*Zu erledigen*:
(a) Übersetze den Satz „Bei allen Besuchen stand China im Mittelpunkt der Gespräche.“ aus dem Text zur US-Außenpolitik ins Englische.
(b) Ändere im Text zur US-Außenpolitik den Abschnitt, der bei "Doch was die" beginnt und bei "maritime Zusammenarbeit anstreben." endet: Setze "Samstag" an die Stelle von "Freitag", und gib den Abschnitt dann vollständig wieder.

----- Extrahierter Text

Doch was die anderen Themen angeht, so stehen die Zeichen weiter auf Konfrontation. In dieser Woche ist der außenpolitische Schwerpunkt der neuen US-Regierung in den Vordergrund gerückt. Dem Treffen in Anchorage direkt vorausgegangen waren die ersten Auslandsreisen von Ministern der neuen US-Regierung. Außenminister Blinken besuchte zusammen mit Verteidigungsminister Lloyd Austin Japan und Südkorea; am Freitag reist Austin dann nach Indien. In der Woche zuvor fand der von Biden eilig arrangierte virtuelle Eröffnungsgipfel mit den »Quad«-Partnern (Quadrilateraler Sicherheitsdialog) statt, nämlich Indien, Japan und Australien, die eine maritime Zusammenarbeit anstreben.

Bei allen Besuchen stand China im Mittelpunkt der Gespräche. Nach ihrem Treffen mit ihren ihren japanischen Amtskollegen, Außenminister Toshimitsu Motegi und Verteidigungsminister Nobuo Kishi, brachten die US-Vertreter ihre gemeinsamen Positionen zu wichtigen geopolitischen Brennpunkten zum Ausdruck - von der Verbreitung von Atomwaffen auf der koreanischen Halbinsel bis hin zu den andauernden demokratischen Protesten in Myanmar sowie der Menschenrechtssituation in Hongkong und der chinesischen Region Xinjiang. Die Japaner bekräftigten ihre »Entschlossenheit« - und den Wunsch der USA -, die nationale Verteidigung zu stärken. Die USA stellten einmal mehr klar, dass sie Japan auch mit Nuklearwaffen verteidigen würden. Anders als beim digitalen Quad-Gipfel, als China namentlich nicht genannt wurde, hielten sich die vier Minister in ihrer gemeinsamen bilateralen Erklärung nicht zurück und bezeichneten China direkt als eine Bedrohung für eine liberale regionale Ordnung. Die beiden Verbündeten einigten sich darauf, US-Militäreinrichtungen auf japanischem Boden auszubauen.

----------
----- Verfügbare Daten

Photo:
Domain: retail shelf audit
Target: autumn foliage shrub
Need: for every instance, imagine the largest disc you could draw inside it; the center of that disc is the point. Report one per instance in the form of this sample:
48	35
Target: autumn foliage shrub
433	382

----------

*Ergebnisse*:
(a) China was the focus of the talks during all the visits.

(b)
Doch was die anderen Themen angeht, so stehen die Zeichen weiter auf Konfrontation. In dieser Woche ist der außenpolitische Schwerpunkt der neuen US-Regierung in den Vordergrund gerückt. Dem Treffen in Anchorage direkt vorausgegangen waren die ersten Auslandsreisen von Ministern der neuen US-Regierung. Außenminister Blinken besuchte zusammen mit Verteidigungsminister Lloyd Austin Japan und Südkorea; am Samstag reist Austin dann nach Indien. In der Woche zuvor fand der von Biden eilig arrangierte virtuelle Eröffnungsgipfel mit den »Quad«-Partnern (Quadrilateraler Sicherheitsdialog) statt, nämlich Indien, Japan und Australien, die eine maritime Zusammenarbeit anstreben.